QUOTED TEXT:
■ ■ ■ ■ ■
9. Memorandum From the Assistant Secretary of the Treasury for International Affairs-Designate (Bergsten) to Secretary of the Treasury Blumenthal 1
- Trade Policy Strategy—Meeting on March 17 with Schultze, Strauss and Cooper
Our trade policy faces five fundamental problems:
(1) Japan is running a trade deficit of $20 billion annually with OPEC and other resource producing countries, and a services deficit with all countries of about $7 billion. Hence it must run sizable trade surpluses with the U.S., Europe, and other LDC’s. Both aggregate and sectoral (presently, steel and color TV) problems are thus inevitable for the indefinite future.
(2) The LDCs are coming (textiles, shoes). They are the real threats in more labor intensive industries. But they must keep going if their de[Page 29]velopmental plans are to have any hope, and massive debt problems avoided.
(3) Our own failure to develop a domestic program of structural adjustment, as you have been discussing in the broad context of fighting inflation.
(4) Our half-hearted implementation of the anti-dumping and countervailing duty statutes. Virtually every industry complaint centers on “unfair” competition by foreign governments, and present law provides ready remedies whenever such situations can be demonstrated.
(5) Our MTN strategy has not been geared effectively toward dealing with our domestic problems. Its focus on agriculture is no help in dealing with problems of government intervention—notably export subsidies—in the industrial sector.
A Proposed Strategy
(1) A whole new program of structural reform must be at the center. History indicates that such a program can be worked out. It has been done in many specific cases outside the trade area—Studebaker, Armour Packing, and numerous Department of Defense cases.
Three features are necessary:
—More money, though not necessarily a huge amount.
—An aggressive individual to manage the program, or perhaps different individuals for each key industry (starting with shoes).
—A focus on communities, rather than on firms or workers per se, as is done by the Defense Department.
(2) A tough Treasury stance on anti-dumping and countervailing. This might diffuse much of the pressure on steel, and some on shoes.
(3) Reorientation of our MTN strategy to downplay agriculture and focus instead on export subsidies and other government interventions. Such a reorientation could be announced at the summit, and provide major help for our domestic effort.
■ ■ ■ ■ ■
DATASET:
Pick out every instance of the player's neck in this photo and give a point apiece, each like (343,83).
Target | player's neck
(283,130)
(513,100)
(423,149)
■ ■ ■ ■ ■
REQUIREMENT: Please write the next part of the trade policy memorandum, starting right after its final sentence.

RESULT FOR THIS TASK:
(4) Where necessary, until the adjustment program becomes effective and credible, limited resort to import restraints.
—Firming up of Japan’s commitment to reduce its color TV exports by 0.5 million sets in 1977. I could call Tokyo on this personally, to follow up the commitment made to me during the Mondale trip,2 and [Page 30]the Japanese are now maximally willing to compromise to defuse the issue prior to Fukuda’s visit.
—A straight tariff increase on shoes (and perhaps color TVs), to be phased down over two years as the structural adjustment reforms phase in.
—An international sugar agreement to deal with that product via floor prices, buttressed by direct U.S. subsidies and higher tariffs is necessary.
(5) Continued vigilance in minimizing Japan’s intervention in the exchange markets.3 Appreciation of the yen resolved the U.S.–Japan trade war of 1969–1972, and is a necessary condition for keeping that problem under control now.
(6) Negotiation with key LDC’s, such as Brazil, of overall understandings concerning the breadth and depth of their export subsidies. We can accept such subsidies only if they are limited in extent and phased down over time.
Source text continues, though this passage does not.